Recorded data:
---

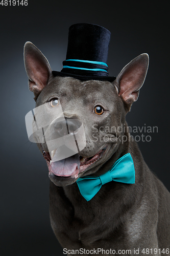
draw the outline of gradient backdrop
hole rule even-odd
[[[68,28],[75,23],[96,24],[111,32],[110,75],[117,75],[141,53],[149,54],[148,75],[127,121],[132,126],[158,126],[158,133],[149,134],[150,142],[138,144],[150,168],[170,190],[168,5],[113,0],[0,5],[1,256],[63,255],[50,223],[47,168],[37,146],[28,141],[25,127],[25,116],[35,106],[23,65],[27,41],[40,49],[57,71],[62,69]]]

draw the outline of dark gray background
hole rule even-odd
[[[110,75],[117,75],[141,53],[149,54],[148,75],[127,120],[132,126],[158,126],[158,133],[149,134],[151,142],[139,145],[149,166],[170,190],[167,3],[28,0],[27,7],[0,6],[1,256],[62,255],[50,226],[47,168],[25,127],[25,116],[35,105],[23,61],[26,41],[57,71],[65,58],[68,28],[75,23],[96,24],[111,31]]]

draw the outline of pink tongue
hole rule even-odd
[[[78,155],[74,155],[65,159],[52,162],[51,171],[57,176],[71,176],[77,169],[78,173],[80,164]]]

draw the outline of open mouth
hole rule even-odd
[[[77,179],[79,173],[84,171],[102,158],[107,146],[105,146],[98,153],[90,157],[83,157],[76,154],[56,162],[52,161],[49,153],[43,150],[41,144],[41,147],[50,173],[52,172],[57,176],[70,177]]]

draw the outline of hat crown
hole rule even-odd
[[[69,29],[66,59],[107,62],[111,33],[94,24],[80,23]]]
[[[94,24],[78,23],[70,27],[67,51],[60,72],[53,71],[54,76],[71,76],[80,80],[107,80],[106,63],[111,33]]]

---

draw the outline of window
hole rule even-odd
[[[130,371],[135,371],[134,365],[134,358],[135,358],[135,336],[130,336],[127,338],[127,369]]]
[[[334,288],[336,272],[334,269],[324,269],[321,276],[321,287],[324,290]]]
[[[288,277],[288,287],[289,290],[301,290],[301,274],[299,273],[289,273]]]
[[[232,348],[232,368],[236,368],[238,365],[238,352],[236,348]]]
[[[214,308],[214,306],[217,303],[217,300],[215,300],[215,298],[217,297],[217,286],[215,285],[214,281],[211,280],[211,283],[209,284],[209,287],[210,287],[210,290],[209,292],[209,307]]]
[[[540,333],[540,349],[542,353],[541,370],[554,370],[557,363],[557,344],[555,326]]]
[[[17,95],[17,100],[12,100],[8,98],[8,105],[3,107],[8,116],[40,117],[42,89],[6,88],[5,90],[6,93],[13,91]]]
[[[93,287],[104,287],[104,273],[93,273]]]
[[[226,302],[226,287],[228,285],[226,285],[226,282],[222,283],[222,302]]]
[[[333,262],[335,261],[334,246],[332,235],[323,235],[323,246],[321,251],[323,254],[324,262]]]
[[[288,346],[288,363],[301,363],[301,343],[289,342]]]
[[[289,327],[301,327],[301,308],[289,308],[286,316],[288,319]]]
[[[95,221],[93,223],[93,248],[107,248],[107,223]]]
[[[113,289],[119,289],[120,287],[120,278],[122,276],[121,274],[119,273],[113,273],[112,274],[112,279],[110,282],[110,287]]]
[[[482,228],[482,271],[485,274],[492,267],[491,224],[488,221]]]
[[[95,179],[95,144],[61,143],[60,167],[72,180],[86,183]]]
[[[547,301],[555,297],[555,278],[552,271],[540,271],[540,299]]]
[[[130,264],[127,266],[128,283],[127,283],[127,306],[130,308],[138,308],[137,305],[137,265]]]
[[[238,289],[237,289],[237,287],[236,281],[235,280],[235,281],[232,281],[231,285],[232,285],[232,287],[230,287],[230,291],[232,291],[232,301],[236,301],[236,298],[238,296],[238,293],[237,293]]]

---

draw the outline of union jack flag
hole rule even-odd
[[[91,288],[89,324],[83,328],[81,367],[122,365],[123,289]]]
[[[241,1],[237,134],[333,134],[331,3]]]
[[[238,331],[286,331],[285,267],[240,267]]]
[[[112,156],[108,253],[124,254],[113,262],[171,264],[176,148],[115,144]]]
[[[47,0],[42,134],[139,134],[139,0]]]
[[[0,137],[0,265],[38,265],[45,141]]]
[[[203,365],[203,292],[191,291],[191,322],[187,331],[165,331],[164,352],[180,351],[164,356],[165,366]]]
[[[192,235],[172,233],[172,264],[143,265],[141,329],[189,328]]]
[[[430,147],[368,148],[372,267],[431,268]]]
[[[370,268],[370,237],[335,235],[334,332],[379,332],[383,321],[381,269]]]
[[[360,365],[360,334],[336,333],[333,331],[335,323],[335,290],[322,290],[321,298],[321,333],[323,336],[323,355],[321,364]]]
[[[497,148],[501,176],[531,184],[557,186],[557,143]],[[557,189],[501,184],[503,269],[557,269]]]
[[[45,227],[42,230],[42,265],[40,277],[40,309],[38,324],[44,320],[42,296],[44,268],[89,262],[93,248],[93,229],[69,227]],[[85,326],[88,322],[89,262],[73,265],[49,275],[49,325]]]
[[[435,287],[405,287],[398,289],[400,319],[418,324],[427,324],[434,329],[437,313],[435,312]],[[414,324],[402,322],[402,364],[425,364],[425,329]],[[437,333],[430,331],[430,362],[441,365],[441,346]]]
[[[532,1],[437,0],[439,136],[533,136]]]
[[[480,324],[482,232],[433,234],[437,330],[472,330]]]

---

Please list every line of the data above that contains the string "outline", treating uppercase and lowercase as different.

draw the outline of gradient backdrop
draw the outline of dark gray background
draw the outline of pink tongue
draw the outline of open mouth
draw the outline of hat crown
draw the outline of window
draw the outline of union jack flag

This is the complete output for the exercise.